* **GOAL**
Extract every line of the listing below and reproduce each one verbatim, changing nothing.

Dataset records:
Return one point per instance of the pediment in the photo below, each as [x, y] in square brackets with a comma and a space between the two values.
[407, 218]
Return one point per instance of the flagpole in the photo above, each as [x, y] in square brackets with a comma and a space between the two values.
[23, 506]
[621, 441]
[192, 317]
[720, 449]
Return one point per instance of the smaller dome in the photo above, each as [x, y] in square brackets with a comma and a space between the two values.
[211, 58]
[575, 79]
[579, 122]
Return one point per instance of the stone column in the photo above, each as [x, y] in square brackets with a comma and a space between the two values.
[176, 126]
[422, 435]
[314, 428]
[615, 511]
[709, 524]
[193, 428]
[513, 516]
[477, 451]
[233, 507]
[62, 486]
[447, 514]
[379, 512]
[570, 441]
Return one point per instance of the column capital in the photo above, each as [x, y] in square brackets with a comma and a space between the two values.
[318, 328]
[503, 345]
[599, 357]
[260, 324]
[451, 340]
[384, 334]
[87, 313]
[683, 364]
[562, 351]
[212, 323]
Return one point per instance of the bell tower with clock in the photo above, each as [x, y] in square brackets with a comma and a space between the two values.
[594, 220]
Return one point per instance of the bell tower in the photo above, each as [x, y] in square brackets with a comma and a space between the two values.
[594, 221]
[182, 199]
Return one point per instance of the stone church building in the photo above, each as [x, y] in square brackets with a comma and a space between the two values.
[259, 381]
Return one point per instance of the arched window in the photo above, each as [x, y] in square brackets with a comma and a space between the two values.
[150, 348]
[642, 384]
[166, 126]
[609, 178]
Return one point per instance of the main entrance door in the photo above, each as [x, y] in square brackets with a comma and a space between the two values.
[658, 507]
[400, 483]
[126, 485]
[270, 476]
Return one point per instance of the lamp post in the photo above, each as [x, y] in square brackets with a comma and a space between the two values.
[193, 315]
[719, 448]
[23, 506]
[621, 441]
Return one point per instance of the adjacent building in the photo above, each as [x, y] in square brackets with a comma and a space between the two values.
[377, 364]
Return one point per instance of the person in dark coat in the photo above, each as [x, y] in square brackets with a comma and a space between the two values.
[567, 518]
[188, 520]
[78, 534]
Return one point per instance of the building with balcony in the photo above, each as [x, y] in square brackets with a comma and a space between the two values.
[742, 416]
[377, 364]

* **REPLY TO THE TASK**
Return one point per instance of the pediment in the photo below, each as [x, y] in square brackets with a comma and a space between the two values.
[407, 218]
Return one point per instance of the flagpole in the photo above, each as [x, y] in square brackets with a comma and a space between the two values.
[23, 506]
[621, 441]
[192, 317]
[720, 449]
Return one point per instance of the smaller dome in the photo above, each as [x, y] in square brackets with a comma and a space between the two values.
[211, 58]
[575, 79]
[579, 122]
Return one point per instance of the stone column in the photo above, each as [x, y] in square brackets with a comma and a space between the two values.
[176, 126]
[422, 435]
[314, 428]
[615, 511]
[709, 524]
[193, 428]
[513, 516]
[477, 451]
[233, 507]
[62, 486]
[447, 514]
[379, 512]
[570, 441]
Return one point per instance of the column capital in the photo above, each as [x, y] in square brackets with a comma and a space between the two values.
[318, 328]
[503, 345]
[599, 357]
[260, 324]
[451, 340]
[384, 334]
[87, 313]
[683, 364]
[562, 351]
[212, 323]
Return one point per instance of the bell tower with clock in the photo above, each as [x, y] in square brackets with a comma and a space between the two values.
[594, 220]
Return one point per instance of the bell tower in the photo above, each as [x, y] in square brackets with a comma and a space between the two values.
[594, 221]
[182, 199]
Return one point per instance of the stone church building in the photo above, each as [x, y] in square brackets with a comma and a space between the two values.
[259, 381]
Return one point per instance of the arched window in the photo above, each as [x, y] in square brackets with a comma and a space between the two values.
[150, 348]
[642, 384]
[166, 126]
[609, 178]
Return one point per instance of the main entrance door in the photo above, each as [x, y] in square brackets with a comma and a space between the two values.
[658, 507]
[400, 483]
[126, 485]
[270, 476]
Return one point per instance of the lamp post in the photo above, each as [x, y] in square brackets with a comma and a space between the two values.
[193, 315]
[719, 448]
[23, 506]
[621, 441]
Return one point per instance of the adjacent building in the photo above, each as [x, y] in square brackets with a comma and a space between the two values.
[377, 364]
Return one point per instance of the person in dark coat in the photo above, each as [x, y] in square brackets with a comma and a space between the two values.
[567, 518]
[188, 520]
[78, 534]
Return one point per instance of the building with balcony in the photo above, each as [x, y] in square brackets with a comma and a space between the two values.
[742, 416]
[377, 364]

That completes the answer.